• _Task_
Please rewrite the stretch of data from the line containing "Tag building facade in this screenshot." through the line containing "546, 292, 564]]", keeping every line, and shift each bounding-box coordinate up by 65. Leave out everything outside that stretch.

** start of Given entries **

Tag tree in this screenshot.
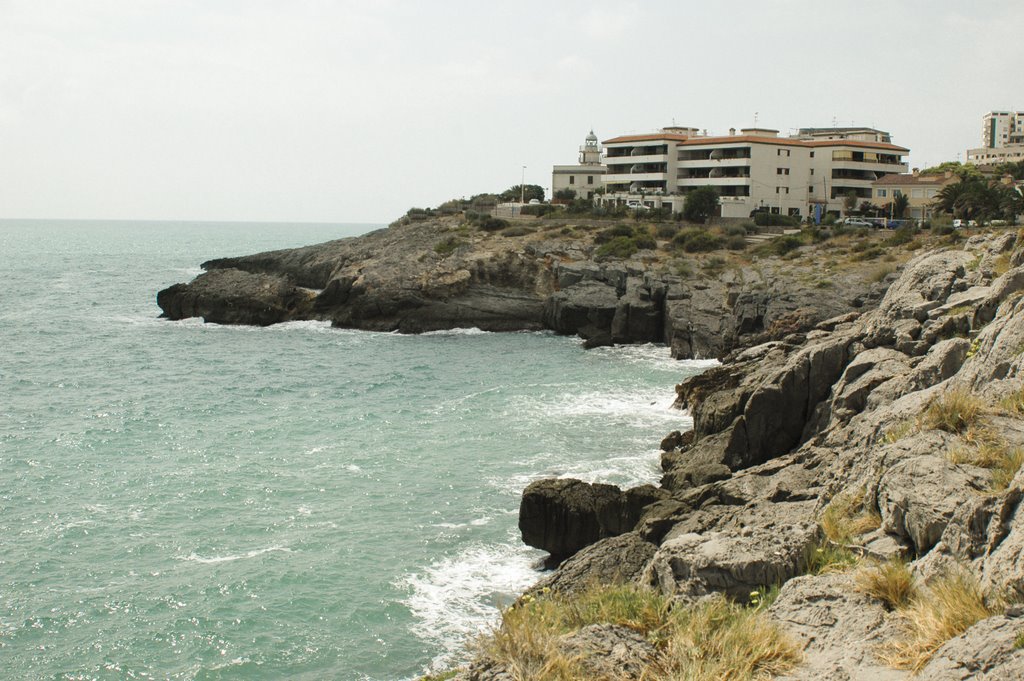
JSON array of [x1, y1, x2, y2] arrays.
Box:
[[893, 191, 910, 220], [501, 184, 544, 203], [995, 161, 1024, 181], [934, 176, 1024, 221], [683, 186, 718, 223]]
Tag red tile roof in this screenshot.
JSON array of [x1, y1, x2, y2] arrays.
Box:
[[602, 132, 910, 154], [871, 173, 959, 186]]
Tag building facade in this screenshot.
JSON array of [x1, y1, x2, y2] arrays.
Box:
[[551, 130, 606, 200], [967, 112, 1024, 166], [599, 127, 908, 218], [871, 170, 959, 220]]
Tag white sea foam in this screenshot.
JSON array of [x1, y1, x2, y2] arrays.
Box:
[[523, 389, 692, 427], [396, 544, 540, 668], [422, 327, 493, 336], [174, 546, 292, 564]]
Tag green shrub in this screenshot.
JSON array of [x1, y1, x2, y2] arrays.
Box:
[[654, 222, 679, 239], [683, 230, 722, 253], [725, 235, 746, 251], [633, 230, 657, 251], [502, 224, 534, 237], [434, 237, 466, 256], [771, 236, 803, 255], [594, 222, 633, 244], [597, 237, 640, 259], [477, 216, 509, 231]]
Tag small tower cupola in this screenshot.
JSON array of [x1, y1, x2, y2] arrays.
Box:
[[580, 130, 601, 166]]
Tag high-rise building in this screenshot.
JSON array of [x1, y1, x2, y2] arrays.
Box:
[[967, 111, 1024, 166]]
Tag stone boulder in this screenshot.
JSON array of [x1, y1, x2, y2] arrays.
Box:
[[646, 518, 818, 600], [768, 573, 909, 681], [877, 455, 988, 555], [526, 531, 657, 594], [157, 269, 315, 327], [519, 478, 668, 560]]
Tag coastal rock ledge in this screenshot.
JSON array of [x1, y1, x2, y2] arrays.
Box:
[[497, 232, 1024, 681], [157, 216, 885, 358]]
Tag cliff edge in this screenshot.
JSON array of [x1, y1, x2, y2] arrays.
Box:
[[499, 232, 1024, 680], [157, 215, 885, 357]]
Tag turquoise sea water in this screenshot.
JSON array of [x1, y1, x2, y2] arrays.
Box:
[[0, 220, 706, 680]]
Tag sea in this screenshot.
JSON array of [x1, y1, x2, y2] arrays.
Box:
[[0, 220, 709, 680]]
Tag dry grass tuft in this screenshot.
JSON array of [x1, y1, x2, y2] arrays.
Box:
[[803, 540, 860, 574], [879, 572, 996, 672], [947, 433, 1024, 493], [645, 597, 801, 681], [922, 388, 985, 435], [821, 490, 882, 544], [482, 586, 800, 681], [999, 389, 1024, 416], [854, 560, 918, 609], [883, 419, 918, 444]]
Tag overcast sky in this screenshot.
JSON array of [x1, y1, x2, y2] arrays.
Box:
[[0, 0, 1024, 222]]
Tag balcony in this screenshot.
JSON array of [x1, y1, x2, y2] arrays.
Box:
[[676, 177, 751, 187], [603, 172, 669, 184], [679, 158, 751, 168]]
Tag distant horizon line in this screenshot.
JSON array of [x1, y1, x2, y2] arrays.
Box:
[[0, 217, 393, 225]]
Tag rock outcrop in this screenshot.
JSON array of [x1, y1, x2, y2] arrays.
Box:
[[158, 216, 882, 357], [505, 235, 1024, 680]]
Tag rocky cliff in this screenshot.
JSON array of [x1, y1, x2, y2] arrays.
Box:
[[507, 233, 1024, 680], [157, 216, 884, 357]]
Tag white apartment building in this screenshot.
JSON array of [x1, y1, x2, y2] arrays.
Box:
[[967, 112, 1024, 166], [599, 127, 909, 218], [551, 130, 606, 200]]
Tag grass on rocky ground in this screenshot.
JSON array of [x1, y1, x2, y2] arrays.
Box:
[[821, 490, 882, 545], [922, 388, 985, 435], [854, 559, 919, 609], [460, 586, 800, 681], [884, 388, 1024, 493], [879, 571, 1001, 672]]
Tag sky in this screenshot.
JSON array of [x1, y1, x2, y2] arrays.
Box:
[[0, 0, 1024, 223]]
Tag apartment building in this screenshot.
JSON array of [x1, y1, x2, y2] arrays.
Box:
[[599, 127, 909, 218], [967, 112, 1024, 165], [551, 130, 606, 200]]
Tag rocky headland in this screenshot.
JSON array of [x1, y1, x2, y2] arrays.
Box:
[[157, 216, 884, 357], [159, 217, 1024, 681]]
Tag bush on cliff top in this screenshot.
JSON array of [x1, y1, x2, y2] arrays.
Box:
[[471, 585, 800, 681]]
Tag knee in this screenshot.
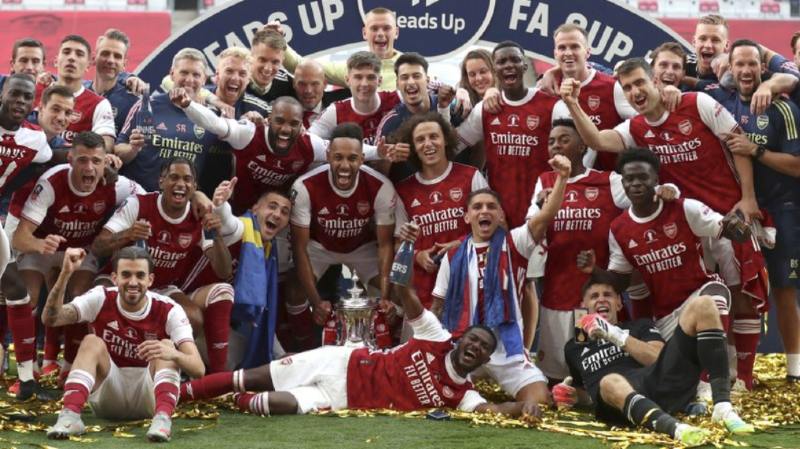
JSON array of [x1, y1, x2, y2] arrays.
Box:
[[78, 334, 108, 355], [600, 374, 627, 404], [205, 282, 234, 308]]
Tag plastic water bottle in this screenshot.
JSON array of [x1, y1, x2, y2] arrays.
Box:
[[134, 87, 156, 143], [389, 240, 414, 287]]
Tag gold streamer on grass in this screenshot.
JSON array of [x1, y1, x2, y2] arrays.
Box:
[[0, 354, 800, 449]]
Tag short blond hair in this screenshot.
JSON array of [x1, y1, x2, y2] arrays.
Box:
[[217, 47, 253, 65]]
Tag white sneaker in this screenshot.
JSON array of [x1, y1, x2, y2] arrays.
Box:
[[147, 413, 172, 443], [711, 402, 755, 434], [47, 408, 86, 440], [697, 380, 712, 402]]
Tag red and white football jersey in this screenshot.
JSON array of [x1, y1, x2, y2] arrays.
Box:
[[309, 91, 400, 145], [22, 164, 144, 251], [528, 169, 629, 310], [70, 287, 194, 368], [458, 89, 558, 227], [61, 86, 117, 143], [103, 192, 213, 289], [553, 69, 637, 171], [347, 310, 486, 411], [608, 199, 723, 319], [232, 125, 328, 214], [396, 162, 487, 309], [614, 92, 742, 213], [0, 122, 53, 195], [291, 164, 397, 253]]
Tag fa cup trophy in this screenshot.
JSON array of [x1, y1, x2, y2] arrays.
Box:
[[336, 270, 378, 348]]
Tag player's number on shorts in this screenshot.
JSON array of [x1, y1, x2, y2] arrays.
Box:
[[0, 161, 17, 187]]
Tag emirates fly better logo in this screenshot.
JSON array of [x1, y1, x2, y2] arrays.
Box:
[[358, 0, 496, 58]]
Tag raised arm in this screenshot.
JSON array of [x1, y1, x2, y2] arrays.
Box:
[[561, 78, 625, 153], [42, 248, 86, 327]]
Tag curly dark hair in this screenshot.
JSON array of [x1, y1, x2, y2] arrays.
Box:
[[396, 111, 458, 170]]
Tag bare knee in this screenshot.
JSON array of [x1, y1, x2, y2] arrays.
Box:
[[600, 374, 633, 410]]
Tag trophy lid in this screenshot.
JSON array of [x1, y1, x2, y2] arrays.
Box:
[[336, 270, 376, 310]]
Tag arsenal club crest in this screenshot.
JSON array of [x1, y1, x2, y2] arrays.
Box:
[[178, 234, 192, 249], [586, 95, 600, 111], [678, 119, 692, 136], [664, 222, 678, 239], [525, 115, 539, 131]]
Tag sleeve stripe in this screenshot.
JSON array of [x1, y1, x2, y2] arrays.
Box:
[[772, 100, 798, 140]]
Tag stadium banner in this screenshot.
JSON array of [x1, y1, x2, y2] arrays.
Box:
[[0, 10, 171, 78], [137, 0, 688, 82], [137, 0, 781, 352]]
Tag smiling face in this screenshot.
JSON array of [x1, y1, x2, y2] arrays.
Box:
[[492, 47, 528, 91], [619, 68, 661, 115], [328, 137, 364, 190], [0, 78, 36, 126], [250, 43, 283, 87], [397, 64, 428, 107], [622, 161, 658, 206], [69, 145, 106, 192], [411, 122, 448, 167], [111, 259, 155, 311], [653, 50, 686, 87], [694, 23, 728, 73], [583, 284, 622, 324], [56, 41, 89, 81], [553, 30, 589, 80], [39, 93, 75, 136], [464, 193, 503, 243], [216, 56, 250, 105], [361, 13, 400, 59], [731, 46, 764, 100], [158, 162, 197, 212], [94, 37, 128, 80], [253, 192, 292, 242], [267, 102, 303, 155], [170, 58, 206, 99], [346, 65, 381, 102], [464, 58, 494, 98], [547, 126, 586, 168], [453, 327, 497, 375], [11, 47, 44, 77]]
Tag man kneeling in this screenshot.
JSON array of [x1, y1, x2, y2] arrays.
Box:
[[42, 247, 205, 441], [181, 266, 539, 418], [553, 273, 753, 447]]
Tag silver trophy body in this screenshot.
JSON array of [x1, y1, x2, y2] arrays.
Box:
[[336, 271, 378, 348]]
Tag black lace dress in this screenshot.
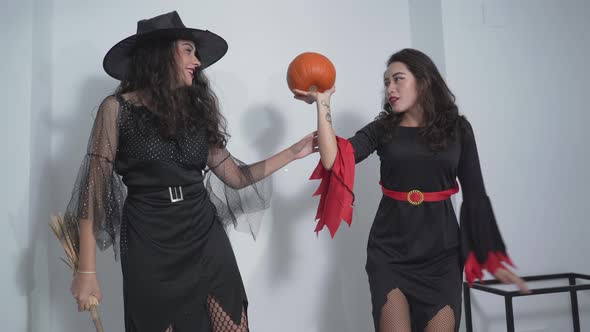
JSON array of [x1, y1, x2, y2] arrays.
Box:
[[66, 96, 270, 332]]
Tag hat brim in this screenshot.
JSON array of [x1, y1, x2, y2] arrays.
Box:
[[102, 28, 228, 81]]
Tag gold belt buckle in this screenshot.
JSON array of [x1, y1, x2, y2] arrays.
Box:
[[408, 190, 424, 205]]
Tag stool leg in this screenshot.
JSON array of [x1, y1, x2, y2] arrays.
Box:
[[569, 276, 580, 332], [504, 296, 514, 332]]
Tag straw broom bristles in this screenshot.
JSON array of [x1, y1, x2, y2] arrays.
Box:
[[49, 214, 104, 332]]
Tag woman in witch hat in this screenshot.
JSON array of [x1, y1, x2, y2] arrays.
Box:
[[65, 12, 317, 332]]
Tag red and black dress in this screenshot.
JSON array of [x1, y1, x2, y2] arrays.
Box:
[[312, 118, 509, 331]]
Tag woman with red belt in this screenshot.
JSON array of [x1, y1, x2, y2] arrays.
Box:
[[293, 49, 528, 332]]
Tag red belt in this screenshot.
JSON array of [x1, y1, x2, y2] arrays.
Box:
[[379, 181, 459, 205]]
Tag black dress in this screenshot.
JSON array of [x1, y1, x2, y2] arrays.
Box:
[[349, 118, 504, 331], [66, 96, 266, 332]]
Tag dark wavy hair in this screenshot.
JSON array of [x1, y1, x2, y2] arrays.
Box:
[[116, 35, 229, 147], [377, 48, 463, 151]]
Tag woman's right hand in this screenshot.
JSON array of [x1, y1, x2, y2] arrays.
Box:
[[70, 273, 102, 311], [291, 86, 336, 105]]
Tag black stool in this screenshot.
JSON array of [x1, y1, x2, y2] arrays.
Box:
[[463, 273, 590, 332]]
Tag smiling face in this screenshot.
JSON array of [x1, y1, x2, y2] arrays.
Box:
[[175, 39, 201, 86], [383, 62, 418, 113]]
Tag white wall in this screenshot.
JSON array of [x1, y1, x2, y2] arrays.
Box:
[[0, 0, 590, 332], [442, 0, 590, 331]]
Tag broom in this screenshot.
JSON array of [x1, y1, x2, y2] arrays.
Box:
[[49, 214, 104, 332]]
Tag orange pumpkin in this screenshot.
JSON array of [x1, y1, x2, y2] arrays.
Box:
[[287, 52, 336, 92]]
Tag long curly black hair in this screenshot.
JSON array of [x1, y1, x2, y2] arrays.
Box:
[[377, 48, 463, 151], [116, 35, 229, 147]]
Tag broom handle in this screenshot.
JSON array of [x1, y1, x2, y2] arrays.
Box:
[[88, 296, 104, 332]]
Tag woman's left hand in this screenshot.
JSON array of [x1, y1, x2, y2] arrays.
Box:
[[290, 131, 319, 159], [494, 267, 531, 294]]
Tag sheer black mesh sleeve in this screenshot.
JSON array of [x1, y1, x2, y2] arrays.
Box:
[[205, 148, 272, 239], [64, 96, 126, 257]]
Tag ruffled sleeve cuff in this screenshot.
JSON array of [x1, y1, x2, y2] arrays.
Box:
[[461, 196, 514, 286], [310, 137, 356, 238]]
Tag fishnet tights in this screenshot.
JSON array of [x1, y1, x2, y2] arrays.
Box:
[[379, 288, 455, 332], [207, 295, 249, 332], [424, 306, 455, 332], [379, 288, 412, 332], [165, 295, 249, 332]]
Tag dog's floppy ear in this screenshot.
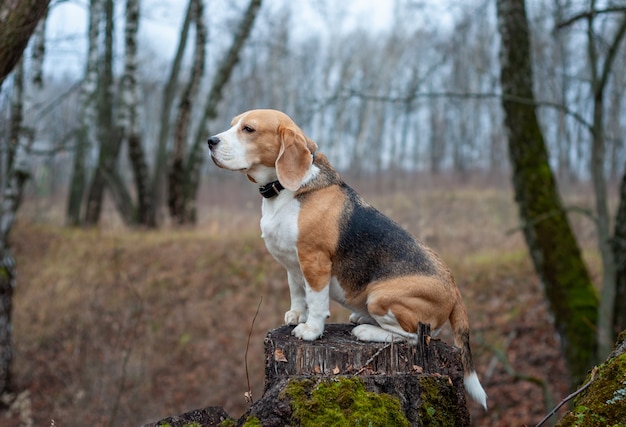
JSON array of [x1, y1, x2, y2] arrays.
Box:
[[276, 126, 315, 191]]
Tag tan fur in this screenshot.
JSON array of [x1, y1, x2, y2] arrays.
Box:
[[298, 186, 344, 291], [275, 125, 313, 191], [367, 276, 457, 333]]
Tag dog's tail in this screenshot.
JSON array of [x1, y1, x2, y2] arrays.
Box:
[[450, 295, 487, 410]]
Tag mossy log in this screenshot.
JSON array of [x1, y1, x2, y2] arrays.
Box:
[[147, 324, 470, 427], [557, 330, 626, 427]]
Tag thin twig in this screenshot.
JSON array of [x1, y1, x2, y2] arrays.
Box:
[[354, 339, 393, 375], [535, 366, 598, 427], [244, 297, 263, 405]]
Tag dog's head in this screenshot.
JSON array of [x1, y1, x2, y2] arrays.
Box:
[[208, 110, 317, 191]]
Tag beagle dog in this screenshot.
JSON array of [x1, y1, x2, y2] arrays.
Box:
[[208, 110, 487, 409]]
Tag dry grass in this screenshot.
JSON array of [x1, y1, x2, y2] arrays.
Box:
[[0, 177, 598, 427]]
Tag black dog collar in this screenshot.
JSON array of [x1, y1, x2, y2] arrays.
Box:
[[259, 180, 285, 199], [259, 153, 315, 199]]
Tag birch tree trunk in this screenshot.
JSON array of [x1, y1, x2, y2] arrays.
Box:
[[118, 0, 156, 227], [0, 0, 48, 395], [67, 0, 102, 226], [152, 0, 196, 224], [168, 0, 207, 224], [496, 0, 598, 386], [183, 0, 262, 223], [85, 0, 121, 225]]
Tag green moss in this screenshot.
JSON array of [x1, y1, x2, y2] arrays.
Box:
[[419, 376, 458, 426], [558, 353, 626, 427], [279, 377, 409, 427], [239, 417, 262, 427]]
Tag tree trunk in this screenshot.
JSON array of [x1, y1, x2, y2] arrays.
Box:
[[611, 169, 626, 331], [85, 0, 116, 226], [0, 0, 50, 86], [118, 0, 156, 227], [152, 0, 196, 226], [168, 0, 207, 224], [556, 330, 626, 427], [587, 9, 626, 359], [0, 62, 33, 395], [183, 0, 262, 223], [67, 0, 102, 226], [497, 0, 598, 386]]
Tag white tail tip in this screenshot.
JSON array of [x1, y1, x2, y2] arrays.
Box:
[[465, 372, 487, 411]]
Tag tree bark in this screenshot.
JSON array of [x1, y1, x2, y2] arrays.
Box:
[[85, 0, 116, 226], [152, 0, 196, 224], [118, 0, 156, 228], [587, 8, 626, 359], [184, 0, 262, 223], [497, 0, 598, 386], [168, 0, 207, 224], [0, 0, 50, 87], [556, 330, 626, 427], [67, 0, 102, 226], [0, 58, 33, 395], [144, 324, 470, 427], [611, 169, 626, 331]]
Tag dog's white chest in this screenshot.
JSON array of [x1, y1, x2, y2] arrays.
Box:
[[261, 192, 300, 267]]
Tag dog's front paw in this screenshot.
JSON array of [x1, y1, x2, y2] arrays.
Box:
[[291, 323, 324, 341], [285, 310, 307, 325]]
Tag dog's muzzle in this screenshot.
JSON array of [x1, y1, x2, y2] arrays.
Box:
[[207, 136, 220, 150]]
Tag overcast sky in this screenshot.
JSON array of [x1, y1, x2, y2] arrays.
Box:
[[45, 0, 414, 75]]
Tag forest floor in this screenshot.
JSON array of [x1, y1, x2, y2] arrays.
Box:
[[0, 173, 599, 427]]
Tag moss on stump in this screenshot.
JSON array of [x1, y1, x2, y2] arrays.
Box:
[[557, 331, 626, 427]]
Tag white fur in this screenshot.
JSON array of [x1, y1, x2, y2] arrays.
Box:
[[255, 166, 330, 341], [211, 120, 252, 171], [464, 371, 487, 411]]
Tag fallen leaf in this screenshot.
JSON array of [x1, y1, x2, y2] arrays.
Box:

** end of Given entries **

• _Response for this exercise_
Tag building facade in this screenshot.
JSON array of [x1, y1, x2, y2] arrays.
Box:
[[616, 195, 671, 265], [1032, 177, 1089, 231], [664, 192, 973, 283], [936, 235, 1024, 285]]
Tag white sea foam in this screenshot.
JSON array of [x1, y1, x2, y2] arrays.
Box:
[[588, 454, 757, 492], [461, 609, 605, 733], [487, 392, 558, 401], [239, 611, 357, 629]]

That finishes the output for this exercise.